> **Extract provided**
The Inquirer has an article on someone else leaving HP, announced today in a memo from Hurd to the troops. Gilles Bouchard, who led HP's Global Operations for the past two years, has decided to leave as of October 31. He was with HP since 1989. I'm not at all connecting any dots, by the way, I hasten to say. Just making a complete record of an HP at this point in time. They wish him the best in his future endeavors.
And now come the investigations. Nothing that has happened today changes that, according to a Reuters report:
A spokesman for California Attorney General Bill Lockyer said the board changes had no impact on its inquiry. While the issue has not deterred investors from HP, it has raised questions over the board's integrity and unity, analysts said.
"They've taken some important steps today on the road to recovery, but they haven't cured the problem," said James Post, a Boston University management professor who specializes in corporate governance issues. "They have to weather a whole series of investigations. Their credibility is going to be at stake with each and every one of those."
Here's the complete HP press release:
Patricia Dunn to Remain HP Chairman Through January 2007 Board Meeting;
Board Appoints Mark Hurd As Successor
Palo Alto, Calif., Sept 12, 2006
HP today announced that Patricia Dunn will remain as chairman through the company’s Jan. 18, 2007, board meeting. Mark Hurd, the company’s chief executive officer and president, will succeed her and retain his existing positions. Dunn will continue to serve as a director.

> **Exercise task**
Decide whether each statement agrees with the HP passage: (a) Gilles Bouchard had been with HP since 1989; (b) the attorney general's office said the board changes affected its inquiry; (c) Patricia Dunn will leave the board after the January 2007 meeting. Give yes or no for each and quote the deciding words. Use only the HP passage above and no outside knowledge.

> **Raw data**
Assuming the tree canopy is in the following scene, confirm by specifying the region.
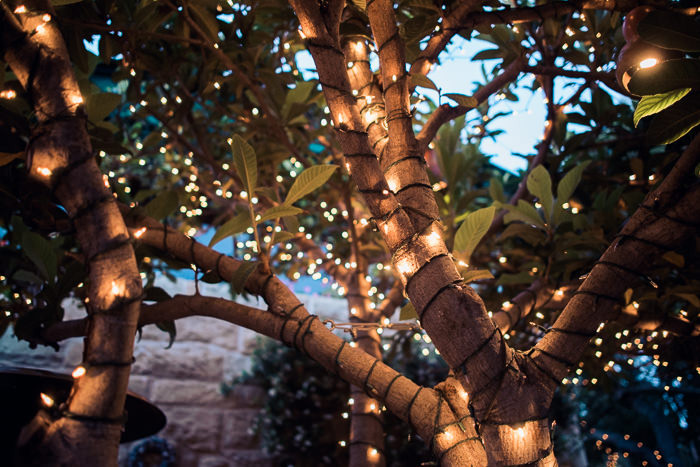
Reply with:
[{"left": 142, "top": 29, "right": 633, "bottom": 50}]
[{"left": 0, "top": 0, "right": 700, "bottom": 465}]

> **Expected answer**
(a) Yes: "He was with HP since 1989."
(b) No: "the board changes had no impact on its inquiry."
(c) No: "Dunn will continue to serve as a director."